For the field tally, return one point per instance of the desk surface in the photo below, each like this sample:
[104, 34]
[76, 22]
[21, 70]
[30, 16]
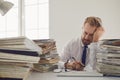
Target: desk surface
[53, 76]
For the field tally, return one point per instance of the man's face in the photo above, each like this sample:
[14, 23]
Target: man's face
[88, 33]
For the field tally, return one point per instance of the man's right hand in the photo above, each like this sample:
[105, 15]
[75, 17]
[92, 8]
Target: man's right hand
[75, 66]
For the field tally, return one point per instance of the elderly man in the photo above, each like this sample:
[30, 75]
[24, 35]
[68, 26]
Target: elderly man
[76, 53]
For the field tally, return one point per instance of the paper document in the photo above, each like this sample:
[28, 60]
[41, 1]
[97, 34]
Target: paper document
[79, 74]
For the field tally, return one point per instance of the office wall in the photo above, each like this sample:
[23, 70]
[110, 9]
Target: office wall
[67, 16]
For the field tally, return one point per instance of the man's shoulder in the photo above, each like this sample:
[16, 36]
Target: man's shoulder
[75, 40]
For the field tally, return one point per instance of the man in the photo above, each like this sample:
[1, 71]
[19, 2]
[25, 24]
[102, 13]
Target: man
[76, 54]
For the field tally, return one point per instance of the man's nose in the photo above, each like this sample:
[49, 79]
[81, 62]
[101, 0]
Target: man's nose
[87, 36]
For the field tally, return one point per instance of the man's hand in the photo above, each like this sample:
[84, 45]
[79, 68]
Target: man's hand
[75, 66]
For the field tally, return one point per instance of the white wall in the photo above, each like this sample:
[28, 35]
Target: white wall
[67, 16]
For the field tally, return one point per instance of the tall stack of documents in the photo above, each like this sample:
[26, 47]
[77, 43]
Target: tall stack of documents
[49, 57]
[108, 57]
[17, 55]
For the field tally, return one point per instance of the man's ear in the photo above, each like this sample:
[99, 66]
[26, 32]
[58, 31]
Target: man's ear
[99, 32]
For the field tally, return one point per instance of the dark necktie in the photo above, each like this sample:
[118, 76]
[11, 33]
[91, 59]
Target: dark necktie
[84, 54]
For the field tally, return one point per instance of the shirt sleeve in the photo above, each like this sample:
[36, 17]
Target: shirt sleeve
[92, 57]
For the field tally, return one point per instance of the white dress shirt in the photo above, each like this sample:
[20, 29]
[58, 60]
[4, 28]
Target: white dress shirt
[74, 48]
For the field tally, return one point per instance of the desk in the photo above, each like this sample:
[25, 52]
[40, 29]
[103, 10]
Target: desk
[53, 76]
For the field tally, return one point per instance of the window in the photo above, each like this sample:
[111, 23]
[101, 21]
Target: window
[9, 22]
[34, 15]
[36, 19]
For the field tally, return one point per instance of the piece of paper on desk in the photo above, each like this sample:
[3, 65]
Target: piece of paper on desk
[79, 74]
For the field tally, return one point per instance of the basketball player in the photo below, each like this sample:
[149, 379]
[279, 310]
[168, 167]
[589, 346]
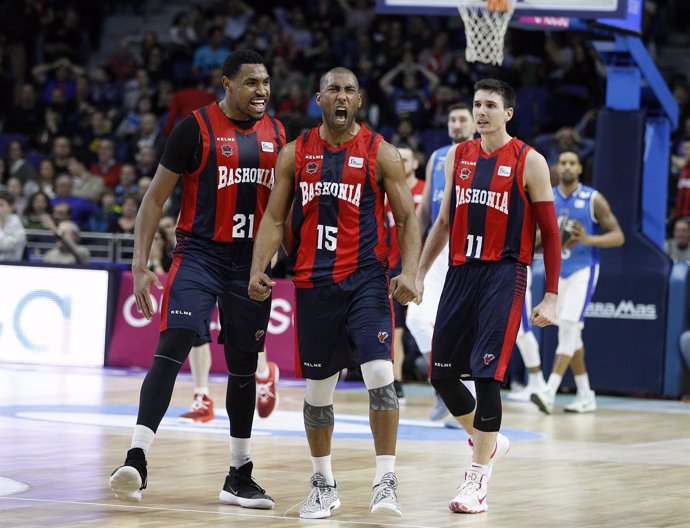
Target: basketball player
[411, 163]
[421, 317]
[584, 212]
[226, 153]
[336, 176]
[496, 188]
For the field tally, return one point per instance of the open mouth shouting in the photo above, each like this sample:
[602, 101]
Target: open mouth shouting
[341, 115]
[258, 105]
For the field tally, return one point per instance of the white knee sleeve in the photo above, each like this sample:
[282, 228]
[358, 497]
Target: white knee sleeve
[421, 326]
[377, 373]
[569, 338]
[319, 393]
[529, 349]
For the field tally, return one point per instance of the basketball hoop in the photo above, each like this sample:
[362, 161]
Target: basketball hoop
[486, 22]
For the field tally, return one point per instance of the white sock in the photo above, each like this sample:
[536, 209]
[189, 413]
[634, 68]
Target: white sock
[536, 378]
[582, 383]
[142, 438]
[384, 464]
[322, 465]
[553, 383]
[479, 468]
[239, 451]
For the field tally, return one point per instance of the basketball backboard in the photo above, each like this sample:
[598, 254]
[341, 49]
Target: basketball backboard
[582, 9]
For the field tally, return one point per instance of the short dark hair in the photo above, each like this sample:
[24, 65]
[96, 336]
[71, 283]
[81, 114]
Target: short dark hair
[502, 88]
[8, 197]
[236, 59]
[571, 151]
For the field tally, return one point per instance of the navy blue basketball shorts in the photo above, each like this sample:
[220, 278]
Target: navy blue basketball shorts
[478, 319]
[341, 324]
[202, 273]
[202, 339]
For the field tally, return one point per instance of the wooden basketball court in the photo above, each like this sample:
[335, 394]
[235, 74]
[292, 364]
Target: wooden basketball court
[63, 430]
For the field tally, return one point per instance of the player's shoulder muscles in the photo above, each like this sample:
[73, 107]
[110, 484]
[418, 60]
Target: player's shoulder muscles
[285, 162]
[537, 178]
[389, 164]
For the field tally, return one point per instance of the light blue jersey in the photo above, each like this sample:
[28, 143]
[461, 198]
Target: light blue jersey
[438, 179]
[579, 206]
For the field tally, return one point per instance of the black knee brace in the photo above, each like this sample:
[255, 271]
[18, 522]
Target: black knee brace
[159, 382]
[489, 409]
[240, 362]
[455, 395]
[175, 344]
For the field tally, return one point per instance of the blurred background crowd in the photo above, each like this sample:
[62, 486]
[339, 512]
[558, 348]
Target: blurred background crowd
[89, 91]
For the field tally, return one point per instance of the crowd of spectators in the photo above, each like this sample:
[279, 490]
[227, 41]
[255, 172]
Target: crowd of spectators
[82, 137]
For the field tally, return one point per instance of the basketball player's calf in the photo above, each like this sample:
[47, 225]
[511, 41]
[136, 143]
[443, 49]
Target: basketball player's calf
[384, 411]
[128, 480]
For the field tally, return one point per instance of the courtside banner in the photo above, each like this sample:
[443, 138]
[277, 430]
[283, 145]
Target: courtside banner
[134, 339]
[53, 316]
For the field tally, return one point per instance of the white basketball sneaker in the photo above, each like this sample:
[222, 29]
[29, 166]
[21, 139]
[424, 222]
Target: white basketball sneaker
[583, 402]
[472, 495]
[501, 448]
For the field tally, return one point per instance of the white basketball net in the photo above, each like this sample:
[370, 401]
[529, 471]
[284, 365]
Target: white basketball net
[484, 30]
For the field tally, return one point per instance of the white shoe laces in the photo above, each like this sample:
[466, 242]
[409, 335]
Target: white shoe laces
[199, 404]
[469, 487]
[319, 491]
[264, 390]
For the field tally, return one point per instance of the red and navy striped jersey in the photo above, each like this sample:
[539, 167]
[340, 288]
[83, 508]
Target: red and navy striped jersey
[338, 224]
[491, 216]
[224, 199]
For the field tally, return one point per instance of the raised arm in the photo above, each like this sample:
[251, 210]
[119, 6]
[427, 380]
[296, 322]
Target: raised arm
[612, 236]
[390, 169]
[145, 227]
[438, 237]
[537, 183]
[272, 226]
[424, 207]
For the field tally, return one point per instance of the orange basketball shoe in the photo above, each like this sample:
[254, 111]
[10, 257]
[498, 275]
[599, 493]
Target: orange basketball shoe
[201, 410]
[267, 391]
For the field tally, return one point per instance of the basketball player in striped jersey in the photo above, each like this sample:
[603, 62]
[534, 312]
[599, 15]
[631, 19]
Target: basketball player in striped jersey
[588, 224]
[336, 176]
[497, 189]
[421, 317]
[226, 154]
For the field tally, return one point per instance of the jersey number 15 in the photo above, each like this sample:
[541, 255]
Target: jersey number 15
[327, 237]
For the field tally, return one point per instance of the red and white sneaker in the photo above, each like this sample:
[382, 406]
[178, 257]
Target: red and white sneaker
[267, 391]
[501, 448]
[201, 410]
[472, 495]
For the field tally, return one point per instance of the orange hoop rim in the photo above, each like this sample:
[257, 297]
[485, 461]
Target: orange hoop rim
[498, 6]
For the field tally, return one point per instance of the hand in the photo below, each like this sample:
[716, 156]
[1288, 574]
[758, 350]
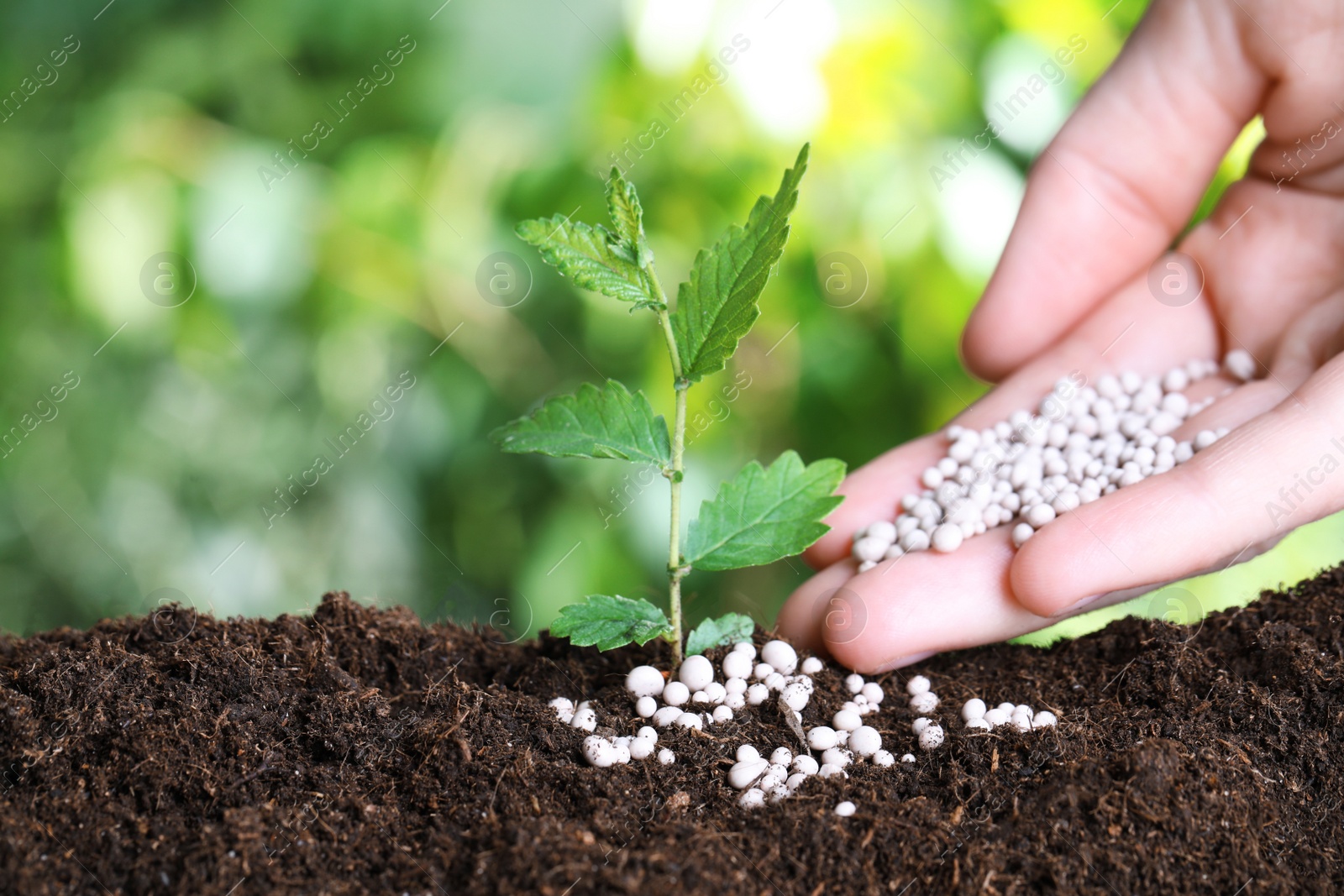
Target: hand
[1104, 202]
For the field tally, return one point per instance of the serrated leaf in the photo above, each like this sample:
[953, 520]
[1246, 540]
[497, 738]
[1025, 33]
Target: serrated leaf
[611, 621]
[628, 217]
[765, 513]
[589, 255]
[726, 629]
[718, 305]
[606, 422]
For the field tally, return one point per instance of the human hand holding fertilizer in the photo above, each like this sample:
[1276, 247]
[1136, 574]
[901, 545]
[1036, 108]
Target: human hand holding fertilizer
[1102, 348]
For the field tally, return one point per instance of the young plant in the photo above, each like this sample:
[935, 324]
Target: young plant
[761, 515]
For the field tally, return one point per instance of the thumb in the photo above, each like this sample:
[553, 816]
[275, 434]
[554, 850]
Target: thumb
[1276, 472]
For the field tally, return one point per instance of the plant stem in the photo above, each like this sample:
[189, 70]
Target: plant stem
[676, 571]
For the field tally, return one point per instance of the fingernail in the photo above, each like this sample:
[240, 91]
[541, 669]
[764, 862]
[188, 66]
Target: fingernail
[904, 661]
[1079, 606]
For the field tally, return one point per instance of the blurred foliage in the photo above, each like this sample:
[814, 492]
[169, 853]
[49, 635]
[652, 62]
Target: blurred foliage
[333, 184]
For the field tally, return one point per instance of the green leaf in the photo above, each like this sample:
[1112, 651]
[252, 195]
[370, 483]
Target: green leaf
[606, 422]
[726, 629]
[589, 255]
[611, 622]
[628, 217]
[718, 305]
[764, 515]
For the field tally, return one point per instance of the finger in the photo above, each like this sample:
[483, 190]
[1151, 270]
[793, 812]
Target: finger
[924, 604]
[1129, 332]
[1270, 474]
[1119, 181]
[907, 609]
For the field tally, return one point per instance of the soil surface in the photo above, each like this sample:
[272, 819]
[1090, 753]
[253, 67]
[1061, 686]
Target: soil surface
[360, 752]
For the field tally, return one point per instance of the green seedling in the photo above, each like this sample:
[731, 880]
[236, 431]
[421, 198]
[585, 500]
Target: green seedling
[763, 513]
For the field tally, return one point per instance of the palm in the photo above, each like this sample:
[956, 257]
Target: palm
[1073, 293]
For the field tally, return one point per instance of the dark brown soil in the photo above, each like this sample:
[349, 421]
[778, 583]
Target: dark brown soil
[360, 752]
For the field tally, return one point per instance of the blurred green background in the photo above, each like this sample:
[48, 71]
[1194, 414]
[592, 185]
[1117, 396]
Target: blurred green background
[234, 226]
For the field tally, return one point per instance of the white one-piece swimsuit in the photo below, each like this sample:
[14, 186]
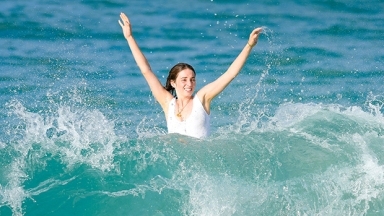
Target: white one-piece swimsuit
[196, 125]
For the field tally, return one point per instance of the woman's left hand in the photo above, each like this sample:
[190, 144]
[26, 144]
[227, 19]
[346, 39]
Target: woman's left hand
[253, 37]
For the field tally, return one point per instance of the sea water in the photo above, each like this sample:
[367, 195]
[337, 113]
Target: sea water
[300, 131]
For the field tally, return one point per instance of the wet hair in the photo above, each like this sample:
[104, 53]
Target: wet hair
[173, 73]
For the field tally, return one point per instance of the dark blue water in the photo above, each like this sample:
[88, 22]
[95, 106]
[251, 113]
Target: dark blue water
[300, 131]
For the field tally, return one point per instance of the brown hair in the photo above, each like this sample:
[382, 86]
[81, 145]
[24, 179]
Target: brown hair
[173, 73]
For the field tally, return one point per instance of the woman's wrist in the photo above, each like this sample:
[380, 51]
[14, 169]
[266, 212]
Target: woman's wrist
[250, 45]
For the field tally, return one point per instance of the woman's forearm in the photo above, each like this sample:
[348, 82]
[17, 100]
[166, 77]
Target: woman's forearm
[139, 57]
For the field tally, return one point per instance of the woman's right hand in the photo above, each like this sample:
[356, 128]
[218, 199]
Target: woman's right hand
[125, 25]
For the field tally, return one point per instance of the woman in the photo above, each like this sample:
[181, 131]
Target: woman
[186, 113]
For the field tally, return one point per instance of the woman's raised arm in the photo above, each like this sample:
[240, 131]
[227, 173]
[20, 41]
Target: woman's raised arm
[211, 90]
[158, 91]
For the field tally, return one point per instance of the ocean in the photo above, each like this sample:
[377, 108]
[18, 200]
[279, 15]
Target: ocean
[300, 131]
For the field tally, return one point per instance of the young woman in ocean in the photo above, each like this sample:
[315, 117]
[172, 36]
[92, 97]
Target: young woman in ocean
[185, 112]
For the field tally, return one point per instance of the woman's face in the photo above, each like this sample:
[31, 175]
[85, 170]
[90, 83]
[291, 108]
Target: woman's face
[185, 83]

- - -

__Problem to work on__.
Find the line containing "the woman in", then output it and every line after it to the end of the data, exactly.

__Reply__.
For the field tally, return one point per instance of the woman in the photo above, each like this sample:
[181, 131]
Target: woman
[186, 113]
For the field tally, return one point per instance of the woman's raised arm in the photo above, each like this sample:
[240, 131]
[227, 173]
[20, 41]
Target: woman's raised arm
[211, 90]
[158, 91]
For the field tally, return one point per instance of the ocean in the photo above, each like this sample:
[377, 108]
[18, 200]
[279, 15]
Target: ocean
[300, 131]
For the field tally, return one point per instance of the young woman in ocean in the photo above, each like this sample:
[315, 117]
[172, 36]
[92, 97]
Target: young woman in ocean
[185, 112]
For the field tally, return one point per instance of the woman's face in the photo above, each like this sample:
[31, 175]
[85, 170]
[90, 83]
[291, 108]
Target: woman's face
[185, 83]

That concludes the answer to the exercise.